Collected data
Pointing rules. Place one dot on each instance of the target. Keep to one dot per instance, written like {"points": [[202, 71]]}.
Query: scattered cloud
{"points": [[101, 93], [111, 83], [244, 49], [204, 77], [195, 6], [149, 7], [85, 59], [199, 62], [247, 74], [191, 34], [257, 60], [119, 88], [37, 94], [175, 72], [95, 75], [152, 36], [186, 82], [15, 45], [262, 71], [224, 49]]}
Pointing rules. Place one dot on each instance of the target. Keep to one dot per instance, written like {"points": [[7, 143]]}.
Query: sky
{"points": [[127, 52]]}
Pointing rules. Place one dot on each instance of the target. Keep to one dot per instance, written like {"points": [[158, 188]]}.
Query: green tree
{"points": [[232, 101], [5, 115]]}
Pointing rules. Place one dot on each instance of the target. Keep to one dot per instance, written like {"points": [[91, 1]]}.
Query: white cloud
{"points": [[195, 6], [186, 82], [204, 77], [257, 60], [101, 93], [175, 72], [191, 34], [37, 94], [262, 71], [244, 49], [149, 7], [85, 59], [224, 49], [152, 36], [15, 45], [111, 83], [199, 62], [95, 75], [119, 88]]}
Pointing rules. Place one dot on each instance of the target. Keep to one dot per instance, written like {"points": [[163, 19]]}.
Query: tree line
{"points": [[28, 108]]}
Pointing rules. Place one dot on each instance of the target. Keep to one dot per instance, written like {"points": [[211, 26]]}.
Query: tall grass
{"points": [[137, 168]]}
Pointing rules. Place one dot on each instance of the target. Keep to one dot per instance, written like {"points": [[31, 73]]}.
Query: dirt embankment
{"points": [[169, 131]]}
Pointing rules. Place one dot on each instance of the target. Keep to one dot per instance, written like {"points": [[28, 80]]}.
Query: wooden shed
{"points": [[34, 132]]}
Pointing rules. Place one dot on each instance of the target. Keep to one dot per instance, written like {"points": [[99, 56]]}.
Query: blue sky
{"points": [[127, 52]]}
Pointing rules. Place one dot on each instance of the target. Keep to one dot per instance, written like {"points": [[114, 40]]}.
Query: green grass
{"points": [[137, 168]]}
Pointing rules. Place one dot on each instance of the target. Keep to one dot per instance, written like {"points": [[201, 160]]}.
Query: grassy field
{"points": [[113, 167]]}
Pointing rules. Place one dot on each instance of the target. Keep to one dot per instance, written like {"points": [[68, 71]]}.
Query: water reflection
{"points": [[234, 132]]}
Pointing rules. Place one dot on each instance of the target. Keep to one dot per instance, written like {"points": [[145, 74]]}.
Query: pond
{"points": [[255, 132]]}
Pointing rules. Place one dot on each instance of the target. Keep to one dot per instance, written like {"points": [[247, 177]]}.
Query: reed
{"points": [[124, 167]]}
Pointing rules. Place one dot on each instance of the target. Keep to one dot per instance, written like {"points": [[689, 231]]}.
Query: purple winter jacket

# Exercise details:
Write down all the entries again without a single difference.

# Exercise result:
Pointing rules. Place one dot on each instance of the target. Keep to one dot per instance, written like {"points": [[202, 71]]}.
Query: scattered cloud
{"points": [[101, 93], [111, 83], [244, 49], [204, 77], [195, 6], [149, 7], [85, 59], [199, 62], [247, 74], [191, 34], [257, 60], [119, 88], [37, 94], [175, 72], [95, 75], [152, 36], [186, 82], [15, 45], [262, 71], [224, 49]]}
Pointing rules. Place one dot on each instance of the target. Keep to one dot per instance, written like {"points": [[7, 143]]}.
Query: sky
{"points": [[127, 52]]}
Pointing rules. Place one dot on each instance of the target. Keep to one dot per instance, written like {"points": [[158, 188]]}.
Query: green tree
{"points": [[232, 101], [5, 115]]}
Pointing rules. Place one dot on each instance of the target. Keep to one dot per instance, written like {"points": [[91, 1]]}.
Query: white cloud
{"points": [[195, 6], [186, 82], [204, 77], [257, 60], [101, 93], [175, 72], [191, 34], [37, 94], [262, 71], [244, 49], [149, 7], [85, 59], [224, 49], [152, 36], [15, 45], [111, 83], [199, 62], [95, 75], [119, 88]]}
Pointing rules. Place one dot on each instance of the target. Keep to one dot per instance, written like {"points": [[163, 19]]}.
Query: tree line
{"points": [[28, 108]]}
Pointing rules. Place one dot on each instance of the target. Keep to one dot per instance, written like {"points": [[211, 26]]}.
Query: tall grass
{"points": [[137, 168]]}
Pointing rules. Place one dot on each instance of the target. Keep to one dot per instance, written like {"points": [[31, 73]]}.
Query: dirt embankment
{"points": [[169, 131]]}
Pointing rules. Place one dot on each instance of the target. Keep to one dot per instance, written like {"points": [[28, 80]]}.
Query: wooden shed
{"points": [[34, 132]]}
Pointing rules. Place one dot on each instance of the target. Keep to one dot per instance, written like {"points": [[99, 56]]}.
Query: blue sky
{"points": [[127, 52]]}
Pointing rules. Place one dot on each instance of the target. Keep to one dot per instance, written like {"points": [[114, 40]]}.
Query: green grass
{"points": [[137, 168]]}
Pointing rules. Place one dot on each instance of the target. Keep to one dot per instance, written like {"points": [[201, 160]]}.
Query: grassy field
{"points": [[113, 167]]}
Pointing rules. Place one dot on each instance of the target. Keep to one dot per instance, written like {"points": [[68, 71]]}.
Query: water reflection
{"points": [[234, 132]]}
Pointing rules. Place one dot on each instance of the target. Keep to one dot per instance, written like {"points": [[145, 74]]}.
Query: pond
{"points": [[255, 132]]}
Pointing rules. Place one dot on each instance of the target. Keep to one dot per instance, written like {"points": [[247, 177]]}.
Query: reed
{"points": [[124, 167]]}
Pointing rules. Place one dot on each instance of the target. Keep to one dot per instance, written like {"points": [[689, 231]]}.
Query: purple winter jacket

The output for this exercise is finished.